» Stated goal: Pull out each line of the entries below that contains the string "deepest". Letter case matters.

» Rows from an object-pointing dataset:
________________

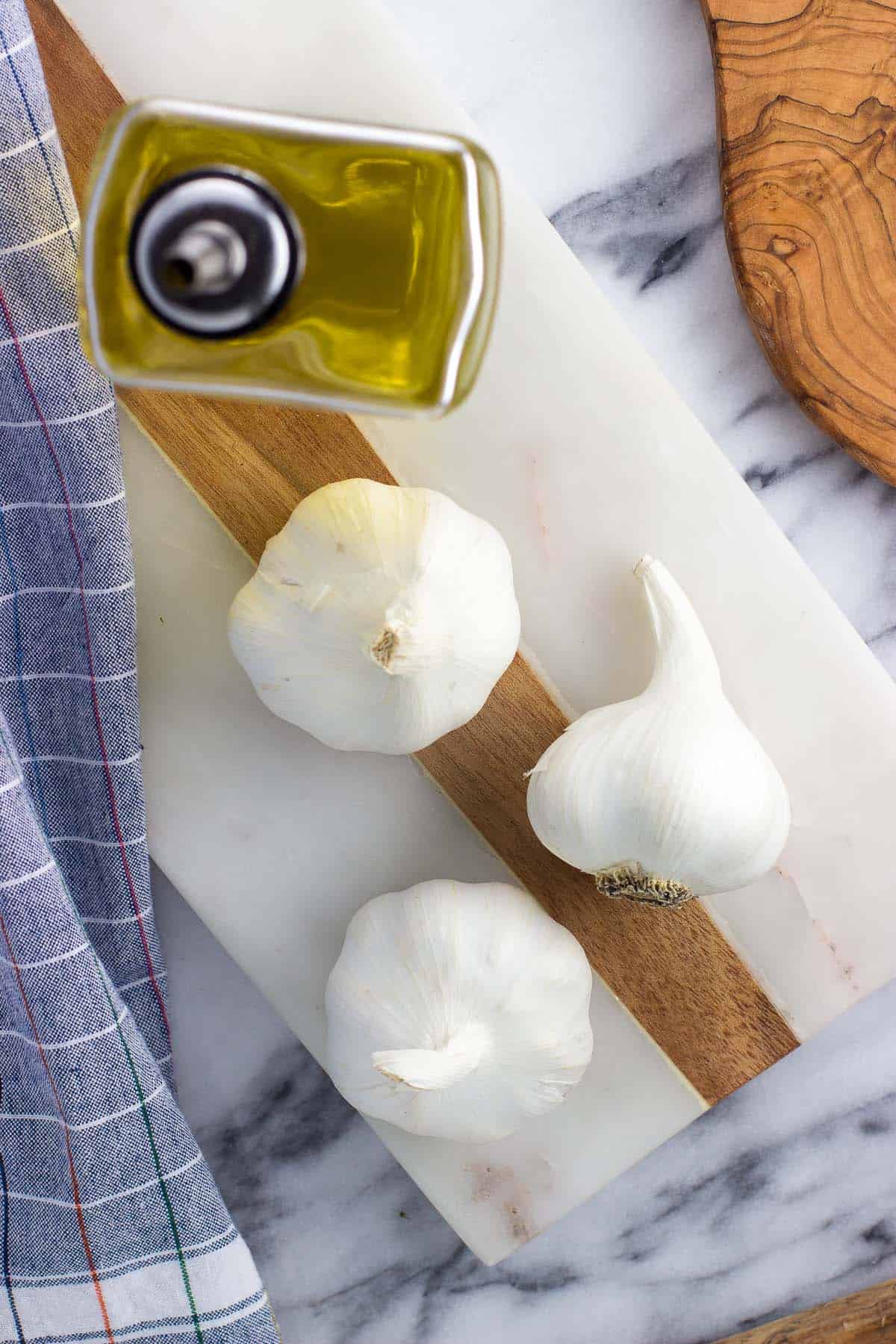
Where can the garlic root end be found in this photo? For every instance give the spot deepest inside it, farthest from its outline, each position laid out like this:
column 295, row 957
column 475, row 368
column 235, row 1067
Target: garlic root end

________________

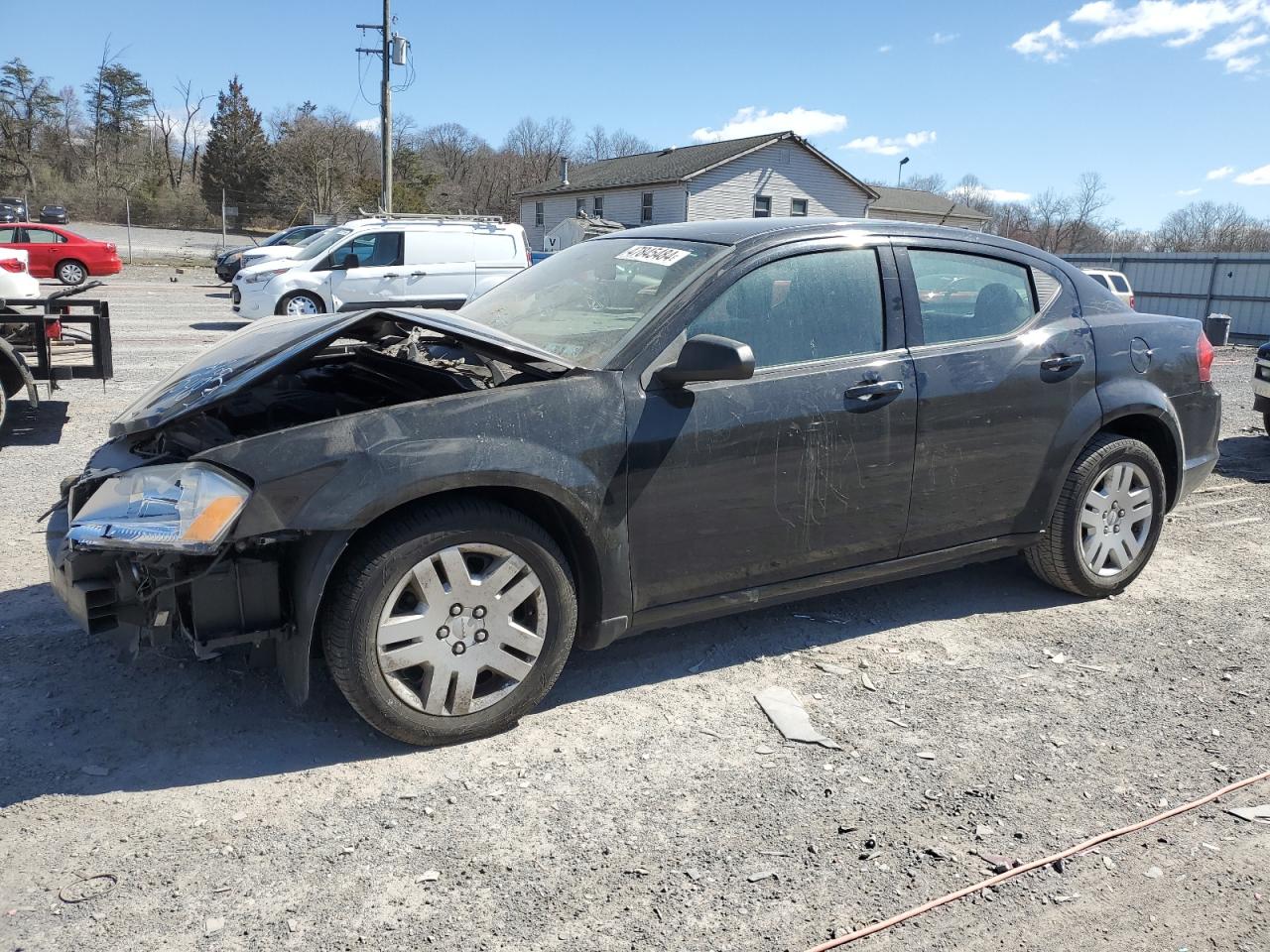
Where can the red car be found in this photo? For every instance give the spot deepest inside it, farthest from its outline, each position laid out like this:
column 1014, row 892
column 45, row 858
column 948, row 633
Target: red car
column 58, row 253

________________

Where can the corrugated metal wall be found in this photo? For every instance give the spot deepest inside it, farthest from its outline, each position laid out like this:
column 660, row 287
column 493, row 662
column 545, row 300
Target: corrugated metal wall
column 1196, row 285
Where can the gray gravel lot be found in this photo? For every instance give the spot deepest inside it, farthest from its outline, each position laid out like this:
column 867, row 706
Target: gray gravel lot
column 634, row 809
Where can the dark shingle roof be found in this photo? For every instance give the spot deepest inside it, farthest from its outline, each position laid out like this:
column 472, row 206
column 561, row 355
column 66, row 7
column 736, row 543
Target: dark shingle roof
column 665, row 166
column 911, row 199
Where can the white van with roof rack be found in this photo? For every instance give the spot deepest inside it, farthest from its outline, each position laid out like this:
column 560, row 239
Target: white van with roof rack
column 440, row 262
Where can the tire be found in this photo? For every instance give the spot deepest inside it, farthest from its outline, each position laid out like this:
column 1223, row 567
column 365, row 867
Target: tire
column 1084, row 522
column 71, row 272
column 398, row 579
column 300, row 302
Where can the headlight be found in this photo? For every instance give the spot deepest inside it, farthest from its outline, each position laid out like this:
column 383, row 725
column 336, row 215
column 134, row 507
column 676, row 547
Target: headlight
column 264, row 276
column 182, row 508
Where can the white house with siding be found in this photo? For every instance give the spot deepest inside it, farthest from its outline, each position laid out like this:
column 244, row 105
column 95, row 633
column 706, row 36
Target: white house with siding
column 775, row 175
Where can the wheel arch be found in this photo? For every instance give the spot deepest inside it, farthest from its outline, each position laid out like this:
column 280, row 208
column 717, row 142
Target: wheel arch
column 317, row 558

________________

» Full solution:
Where can the garlic root end be found in this photo? For every instance give the spot deepest inside it, farthest from its outline, each position laid out like this:
Where can the red car be found in this photo? For every instance give the spot deepest inside it, farthest from its outline, each position laid out like this:
Where can the corrugated metal wall be found in this photo? For every instance give the spot deepest inside it, farthest from its outline, each position laid out like this:
Where can the gray gravel lot be found in this photo? For every instance give the spot deepest inside it, farthest from its outline, each position laid out like this:
Where can the dark shingle roof be found in this photo? For every instance give the spot deepest inside it, farthest from its outline, each position laid out like this:
Where can the white van with roof rack be found in this photo? For every instance give the spot deepest inside it, farthest from its outline, each position laid out like this:
Where can the tire be found in this photo? For every instance give the spot deepest inside it, farthest from its outline, each position laid out like this:
Where can the headlight be found in this photo? For every instance give the spot deepest inside it, farthest from its outline, each position laid out like this:
Where can the white house with siding be found in this photo? For every instance give the spot deepest inside it, farthest from its outline, each position laid out like this:
Where can the wheel arch be found in this photo? For every instance give the spot deepest inside it, farthest from its outline, each position laid out like this:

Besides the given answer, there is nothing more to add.